* begin MATERIAL PROVIDED *
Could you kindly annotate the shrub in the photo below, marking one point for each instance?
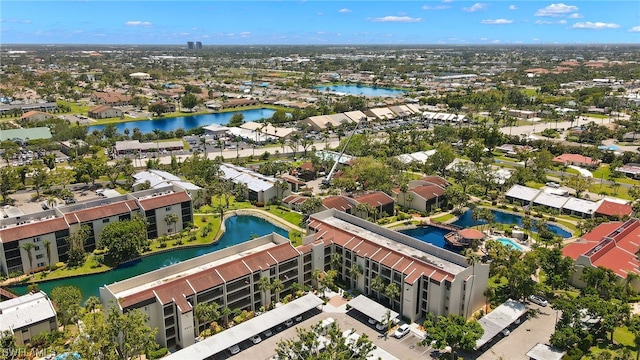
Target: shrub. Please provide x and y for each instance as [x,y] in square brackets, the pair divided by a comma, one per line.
[157,354]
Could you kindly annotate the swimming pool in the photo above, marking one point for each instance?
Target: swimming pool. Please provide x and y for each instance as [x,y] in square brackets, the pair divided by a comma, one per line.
[510,243]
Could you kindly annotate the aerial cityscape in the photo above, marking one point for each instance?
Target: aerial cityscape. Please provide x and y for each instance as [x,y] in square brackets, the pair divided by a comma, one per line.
[319,180]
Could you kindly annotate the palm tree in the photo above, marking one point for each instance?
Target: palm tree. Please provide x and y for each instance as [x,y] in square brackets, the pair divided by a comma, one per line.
[264,284]
[47,246]
[392,291]
[92,304]
[171,219]
[377,285]
[28,247]
[354,272]
[277,286]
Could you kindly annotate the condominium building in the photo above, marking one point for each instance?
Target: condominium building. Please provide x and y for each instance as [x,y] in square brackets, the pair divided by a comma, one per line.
[48,230]
[27,316]
[429,279]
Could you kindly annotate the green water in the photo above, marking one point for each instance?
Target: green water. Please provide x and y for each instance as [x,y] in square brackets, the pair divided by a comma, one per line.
[238,230]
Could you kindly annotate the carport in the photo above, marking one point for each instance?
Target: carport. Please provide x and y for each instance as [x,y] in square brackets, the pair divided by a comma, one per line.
[499,319]
[210,346]
[372,309]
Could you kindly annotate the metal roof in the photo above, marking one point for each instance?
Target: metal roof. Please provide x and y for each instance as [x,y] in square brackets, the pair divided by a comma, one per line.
[545,352]
[499,319]
[241,332]
[371,308]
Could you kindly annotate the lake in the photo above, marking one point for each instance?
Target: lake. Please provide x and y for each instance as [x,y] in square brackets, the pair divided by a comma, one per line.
[238,230]
[188,122]
[361,90]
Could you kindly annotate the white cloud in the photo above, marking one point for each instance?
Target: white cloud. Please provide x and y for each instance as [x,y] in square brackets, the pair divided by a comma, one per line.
[437,7]
[555,10]
[496,21]
[138,23]
[547,22]
[595,25]
[475,7]
[396,19]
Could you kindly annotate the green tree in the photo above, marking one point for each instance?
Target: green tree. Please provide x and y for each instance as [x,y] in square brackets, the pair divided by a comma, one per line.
[189,101]
[439,161]
[67,300]
[171,220]
[124,240]
[277,286]
[377,285]
[453,331]
[309,345]
[264,285]
[28,247]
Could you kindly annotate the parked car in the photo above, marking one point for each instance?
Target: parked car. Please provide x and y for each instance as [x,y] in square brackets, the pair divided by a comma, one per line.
[402,331]
[538,300]
[234,349]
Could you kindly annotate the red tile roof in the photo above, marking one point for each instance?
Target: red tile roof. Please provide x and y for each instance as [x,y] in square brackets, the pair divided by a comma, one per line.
[428,192]
[610,208]
[160,201]
[376,198]
[101,212]
[612,245]
[34,229]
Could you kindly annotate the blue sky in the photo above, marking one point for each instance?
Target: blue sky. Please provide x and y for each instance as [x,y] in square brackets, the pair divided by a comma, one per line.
[319,22]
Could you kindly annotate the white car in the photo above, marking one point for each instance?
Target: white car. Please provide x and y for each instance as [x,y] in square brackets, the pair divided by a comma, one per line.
[234,349]
[402,331]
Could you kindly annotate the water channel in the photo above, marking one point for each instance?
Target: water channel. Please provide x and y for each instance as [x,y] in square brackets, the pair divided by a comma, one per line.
[361,90]
[238,230]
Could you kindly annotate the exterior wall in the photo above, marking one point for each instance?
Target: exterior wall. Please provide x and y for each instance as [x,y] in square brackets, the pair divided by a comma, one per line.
[24,335]
[39,252]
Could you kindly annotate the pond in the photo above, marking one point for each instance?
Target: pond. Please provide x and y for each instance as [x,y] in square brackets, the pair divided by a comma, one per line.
[466,221]
[188,122]
[361,90]
[238,230]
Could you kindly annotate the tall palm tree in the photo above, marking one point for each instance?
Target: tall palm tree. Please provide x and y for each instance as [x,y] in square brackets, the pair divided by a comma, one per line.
[92,304]
[47,246]
[377,285]
[28,247]
[277,286]
[354,272]
[264,285]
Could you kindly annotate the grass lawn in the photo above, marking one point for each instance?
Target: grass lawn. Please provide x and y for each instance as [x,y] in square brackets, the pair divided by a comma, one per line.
[90,266]
[443,218]
[605,189]
[285,214]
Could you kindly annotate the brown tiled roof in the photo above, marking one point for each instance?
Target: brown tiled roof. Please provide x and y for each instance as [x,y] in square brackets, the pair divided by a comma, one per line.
[101,212]
[374,199]
[34,229]
[159,201]
[610,208]
[429,191]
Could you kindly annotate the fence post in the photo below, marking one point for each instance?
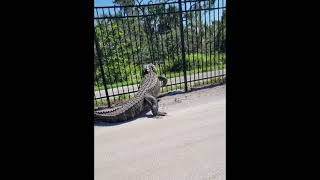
* end MATERIAL PROVIDED *
**YOUR TASK**:
Rescale everything from the line containing "Could you kindly annotate the grass" down to the end of the entries. Write out every one of those lines, keeping the worded lines unchanged, and multiply each coordinate in the answers by 0.7, rounding to whole numbers with halves going up, and omit the pictures.

**SOLUTION FOR THIS TASK**:
Could you kindly annotate the grass lawn in the photo above, marking one point for each instance?
Target: grass lawn. Please provide x and y for each instance as [x,y] in square brackets, the pair divided by a comma, one per line.
[63,186]
[310,153]
[424,132]
[200,150]
Could you kindly annotate the brown tiled roof in the photo above, marking one point for each instance?
Target: brown tiled roof. Please provide x and y for each instance as [x,y] in square brackets, the pair divided by a comma, one per line.
[71,148]
[262,139]
[24,160]
[111,141]
[427,146]
[300,134]
Could you kindly annotate the fence post in the photo below, marking one point for each instance?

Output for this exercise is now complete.